Supplied entries >>
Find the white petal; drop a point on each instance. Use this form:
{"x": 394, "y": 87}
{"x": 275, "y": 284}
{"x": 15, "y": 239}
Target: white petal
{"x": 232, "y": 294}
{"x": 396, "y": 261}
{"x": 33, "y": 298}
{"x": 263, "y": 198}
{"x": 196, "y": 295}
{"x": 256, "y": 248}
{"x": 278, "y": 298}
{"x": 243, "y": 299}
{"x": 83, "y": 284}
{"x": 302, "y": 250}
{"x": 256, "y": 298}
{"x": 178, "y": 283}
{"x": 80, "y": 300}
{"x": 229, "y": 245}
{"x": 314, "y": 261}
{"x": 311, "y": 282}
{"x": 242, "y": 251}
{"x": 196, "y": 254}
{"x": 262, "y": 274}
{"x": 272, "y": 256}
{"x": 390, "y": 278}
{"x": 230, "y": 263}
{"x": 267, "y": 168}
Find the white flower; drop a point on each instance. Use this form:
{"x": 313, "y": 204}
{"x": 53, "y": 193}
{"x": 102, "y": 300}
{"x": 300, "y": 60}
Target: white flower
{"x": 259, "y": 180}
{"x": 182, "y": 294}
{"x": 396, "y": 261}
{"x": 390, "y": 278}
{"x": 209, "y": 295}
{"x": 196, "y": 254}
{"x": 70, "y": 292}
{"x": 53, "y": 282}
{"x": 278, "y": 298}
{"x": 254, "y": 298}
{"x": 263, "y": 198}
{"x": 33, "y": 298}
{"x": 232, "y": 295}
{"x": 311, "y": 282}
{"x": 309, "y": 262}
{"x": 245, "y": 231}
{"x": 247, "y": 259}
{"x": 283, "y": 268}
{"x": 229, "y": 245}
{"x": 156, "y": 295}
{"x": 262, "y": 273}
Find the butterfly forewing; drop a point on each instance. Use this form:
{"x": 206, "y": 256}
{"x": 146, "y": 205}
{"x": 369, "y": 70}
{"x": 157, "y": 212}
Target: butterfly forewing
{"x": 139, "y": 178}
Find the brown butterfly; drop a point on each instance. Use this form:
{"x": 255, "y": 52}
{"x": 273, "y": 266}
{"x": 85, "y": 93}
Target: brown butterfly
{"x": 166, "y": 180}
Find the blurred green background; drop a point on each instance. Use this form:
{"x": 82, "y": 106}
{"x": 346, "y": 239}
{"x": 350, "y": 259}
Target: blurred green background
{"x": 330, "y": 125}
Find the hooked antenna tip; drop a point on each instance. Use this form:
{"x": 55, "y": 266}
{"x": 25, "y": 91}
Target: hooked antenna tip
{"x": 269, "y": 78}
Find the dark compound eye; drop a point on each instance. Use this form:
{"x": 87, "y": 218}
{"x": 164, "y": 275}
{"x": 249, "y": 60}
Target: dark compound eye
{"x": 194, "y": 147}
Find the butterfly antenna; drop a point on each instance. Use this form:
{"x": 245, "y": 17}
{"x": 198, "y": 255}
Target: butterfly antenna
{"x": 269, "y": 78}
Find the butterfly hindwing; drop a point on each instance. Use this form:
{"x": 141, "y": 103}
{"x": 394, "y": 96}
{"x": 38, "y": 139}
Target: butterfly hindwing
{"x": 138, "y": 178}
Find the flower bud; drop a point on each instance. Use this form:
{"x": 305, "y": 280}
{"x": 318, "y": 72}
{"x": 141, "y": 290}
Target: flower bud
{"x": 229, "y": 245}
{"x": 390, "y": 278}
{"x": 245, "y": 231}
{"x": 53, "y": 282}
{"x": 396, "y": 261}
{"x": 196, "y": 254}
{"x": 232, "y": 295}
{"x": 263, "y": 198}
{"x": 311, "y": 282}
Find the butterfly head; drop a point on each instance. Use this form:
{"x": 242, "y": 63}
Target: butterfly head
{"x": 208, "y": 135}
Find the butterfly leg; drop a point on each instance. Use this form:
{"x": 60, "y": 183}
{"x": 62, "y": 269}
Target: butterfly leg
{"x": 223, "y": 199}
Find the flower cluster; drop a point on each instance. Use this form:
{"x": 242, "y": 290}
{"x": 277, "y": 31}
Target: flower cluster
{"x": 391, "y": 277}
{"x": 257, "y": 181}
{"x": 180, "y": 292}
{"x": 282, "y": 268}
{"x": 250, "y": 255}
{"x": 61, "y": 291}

Short problem >>
Can you set down every line of the data above, unchanged and in the same order?

Answer >>
Find the white petal; drop a point on each instance. Use this form:
{"x": 394, "y": 87}
{"x": 275, "y": 284}
{"x": 15, "y": 239}
Target: white petal
{"x": 232, "y": 294}
{"x": 396, "y": 261}
{"x": 33, "y": 298}
{"x": 263, "y": 198}
{"x": 196, "y": 295}
{"x": 256, "y": 248}
{"x": 278, "y": 298}
{"x": 243, "y": 299}
{"x": 83, "y": 284}
{"x": 302, "y": 250}
{"x": 256, "y": 298}
{"x": 178, "y": 283}
{"x": 80, "y": 300}
{"x": 229, "y": 245}
{"x": 314, "y": 261}
{"x": 311, "y": 282}
{"x": 242, "y": 251}
{"x": 196, "y": 254}
{"x": 262, "y": 274}
{"x": 272, "y": 256}
{"x": 390, "y": 278}
{"x": 230, "y": 263}
{"x": 267, "y": 168}
Find the white flower; drop a point on each instance. Use this form:
{"x": 313, "y": 204}
{"x": 53, "y": 193}
{"x": 102, "y": 300}
{"x": 300, "y": 60}
Target: white flower
{"x": 259, "y": 180}
{"x": 182, "y": 294}
{"x": 396, "y": 261}
{"x": 390, "y": 278}
{"x": 209, "y": 295}
{"x": 196, "y": 254}
{"x": 70, "y": 292}
{"x": 53, "y": 282}
{"x": 278, "y": 298}
{"x": 254, "y": 298}
{"x": 263, "y": 198}
{"x": 33, "y": 298}
{"x": 232, "y": 295}
{"x": 311, "y": 282}
{"x": 309, "y": 262}
{"x": 245, "y": 231}
{"x": 247, "y": 259}
{"x": 283, "y": 268}
{"x": 229, "y": 245}
{"x": 156, "y": 295}
{"x": 262, "y": 273}
Find the butterfly forewing; drop a point on each instance. Use this form:
{"x": 206, "y": 256}
{"x": 146, "y": 205}
{"x": 369, "y": 70}
{"x": 157, "y": 212}
Target: butterfly forewing
{"x": 139, "y": 178}
Find the brown butterfly; drop a point on each instance. Use this form:
{"x": 255, "y": 52}
{"x": 273, "y": 266}
{"x": 85, "y": 93}
Target: brown butterfly
{"x": 166, "y": 180}
Find the blurred green background; drop a point on each instance. Use this form:
{"x": 82, "y": 106}
{"x": 346, "y": 239}
{"x": 350, "y": 259}
Target: blurred green background
{"x": 330, "y": 125}
Find the hooked antenna tip; drop a point on each instance. Use this form:
{"x": 55, "y": 266}
{"x": 25, "y": 91}
Target: hooked antenna tip
{"x": 269, "y": 78}
Find the dark compound eye; drop a point on each instance. Use this form:
{"x": 87, "y": 218}
{"x": 164, "y": 275}
{"x": 249, "y": 60}
Target: dark compound eye
{"x": 194, "y": 147}
Find the butterfly antenna; drop a point on each instance. Use this form:
{"x": 245, "y": 17}
{"x": 198, "y": 255}
Target: butterfly antenna
{"x": 269, "y": 78}
Find the butterfly hindwing; drop a point on each instance. Use this form:
{"x": 141, "y": 103}
{"x": 394, "y": 96}
{"x": 38, "y": 139}
Target: butterfly hindwing
{"x": 138, "y": 178}
Find the flower bud; drop a point on each instance. Use this form:
{"x": 305, "y": 280}
{"x": 318, "y": 72}
{"x": 141, "y": 290}
Target: flower bud
{"x": 229, "y": 245}
{"x": 390, "y": 278}
{"x": 245, "y": 231}
{"x": 53, "y": 282}
{"x": 396, "y": 261}
{"x": 196, "y": 254}
{"x": 232, "y": 295}
{"x": 263, "y": 198}
{"x": 311, "y": 282}
Find the butterfly head; drop a point on each instance. Use this form:
{"x": 242, "y": 63}
Target: butterfly head
{"x": 208, "y": 135}
Find the butterfly leg; drop a point on each instance. Use this form:
{"x": 60, "y": 183}
{"x": 62, "y": 269}
Target: butterfly leg
{"x": 223, "y": 199}
Find the flower cluster; drop a point on each instance. Use this form:
{"x": 242, "y": 290}
{"x": 277, "y": 31}
Target: flower cluster
{"x": 391, "y": 277}
{"x": 257, "y": 181}
{"x": 180, "y": 292}
{"x": 282, "y": 268}
{"x": 250, "y": 255}
{"x": 61, "y": 291}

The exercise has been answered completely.